§ **THE TASK**
Show each line of the material below that contains the string "blade". Case matters.

[Items from a dataset]
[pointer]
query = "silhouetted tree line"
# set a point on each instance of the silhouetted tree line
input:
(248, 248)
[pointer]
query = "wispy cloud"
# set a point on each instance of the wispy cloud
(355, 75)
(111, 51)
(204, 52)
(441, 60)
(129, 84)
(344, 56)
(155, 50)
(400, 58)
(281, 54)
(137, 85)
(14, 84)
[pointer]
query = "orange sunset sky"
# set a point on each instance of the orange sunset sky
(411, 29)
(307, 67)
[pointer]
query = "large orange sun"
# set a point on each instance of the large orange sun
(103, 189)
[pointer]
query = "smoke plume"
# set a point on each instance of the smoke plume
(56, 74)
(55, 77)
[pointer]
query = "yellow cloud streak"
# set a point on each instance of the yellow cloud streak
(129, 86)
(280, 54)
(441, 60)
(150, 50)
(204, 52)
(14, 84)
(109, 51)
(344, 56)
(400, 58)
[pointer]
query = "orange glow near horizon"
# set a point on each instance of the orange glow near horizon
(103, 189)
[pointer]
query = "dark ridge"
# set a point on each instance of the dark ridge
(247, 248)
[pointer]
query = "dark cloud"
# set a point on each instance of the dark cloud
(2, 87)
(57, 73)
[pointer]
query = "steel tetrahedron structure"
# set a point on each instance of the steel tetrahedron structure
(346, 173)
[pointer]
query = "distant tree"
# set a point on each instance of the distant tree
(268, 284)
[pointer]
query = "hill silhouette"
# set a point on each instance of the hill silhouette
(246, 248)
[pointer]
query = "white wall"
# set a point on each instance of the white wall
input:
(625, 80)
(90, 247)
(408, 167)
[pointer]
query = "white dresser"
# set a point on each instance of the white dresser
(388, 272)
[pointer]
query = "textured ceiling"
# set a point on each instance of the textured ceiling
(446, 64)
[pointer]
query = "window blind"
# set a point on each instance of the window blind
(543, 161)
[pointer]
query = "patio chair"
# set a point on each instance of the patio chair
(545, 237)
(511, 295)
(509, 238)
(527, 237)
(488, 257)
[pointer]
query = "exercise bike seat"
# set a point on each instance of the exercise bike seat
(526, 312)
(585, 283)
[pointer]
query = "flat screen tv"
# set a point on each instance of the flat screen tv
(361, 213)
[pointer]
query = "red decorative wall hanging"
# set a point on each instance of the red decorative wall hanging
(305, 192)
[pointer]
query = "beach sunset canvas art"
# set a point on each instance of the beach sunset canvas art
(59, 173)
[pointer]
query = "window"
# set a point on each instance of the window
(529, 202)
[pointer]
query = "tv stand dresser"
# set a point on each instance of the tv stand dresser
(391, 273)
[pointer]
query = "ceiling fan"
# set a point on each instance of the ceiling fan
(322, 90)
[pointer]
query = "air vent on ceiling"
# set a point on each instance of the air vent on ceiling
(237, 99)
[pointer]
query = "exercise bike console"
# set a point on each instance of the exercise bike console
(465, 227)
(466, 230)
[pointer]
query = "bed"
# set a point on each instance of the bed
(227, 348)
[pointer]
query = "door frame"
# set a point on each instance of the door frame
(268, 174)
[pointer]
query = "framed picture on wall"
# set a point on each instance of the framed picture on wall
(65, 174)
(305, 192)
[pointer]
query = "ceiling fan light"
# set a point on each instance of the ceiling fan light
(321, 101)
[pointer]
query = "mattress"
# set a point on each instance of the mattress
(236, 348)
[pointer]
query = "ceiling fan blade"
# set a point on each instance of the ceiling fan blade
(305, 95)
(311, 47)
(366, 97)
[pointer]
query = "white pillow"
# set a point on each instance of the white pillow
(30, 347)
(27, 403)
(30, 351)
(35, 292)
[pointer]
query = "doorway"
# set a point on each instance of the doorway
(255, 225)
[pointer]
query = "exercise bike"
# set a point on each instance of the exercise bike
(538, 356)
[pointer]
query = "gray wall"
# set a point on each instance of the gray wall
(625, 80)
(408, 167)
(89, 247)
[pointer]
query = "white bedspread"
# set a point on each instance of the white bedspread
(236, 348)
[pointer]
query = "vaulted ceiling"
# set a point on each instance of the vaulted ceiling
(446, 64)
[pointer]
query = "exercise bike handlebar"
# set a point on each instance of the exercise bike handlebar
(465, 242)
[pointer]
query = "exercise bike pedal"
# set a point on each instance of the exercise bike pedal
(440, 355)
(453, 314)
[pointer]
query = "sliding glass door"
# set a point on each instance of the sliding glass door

§ **WRITTEN SOLUTION**
query = "ceiling fan blade"
# set a point on each instance of the ceiling fan blade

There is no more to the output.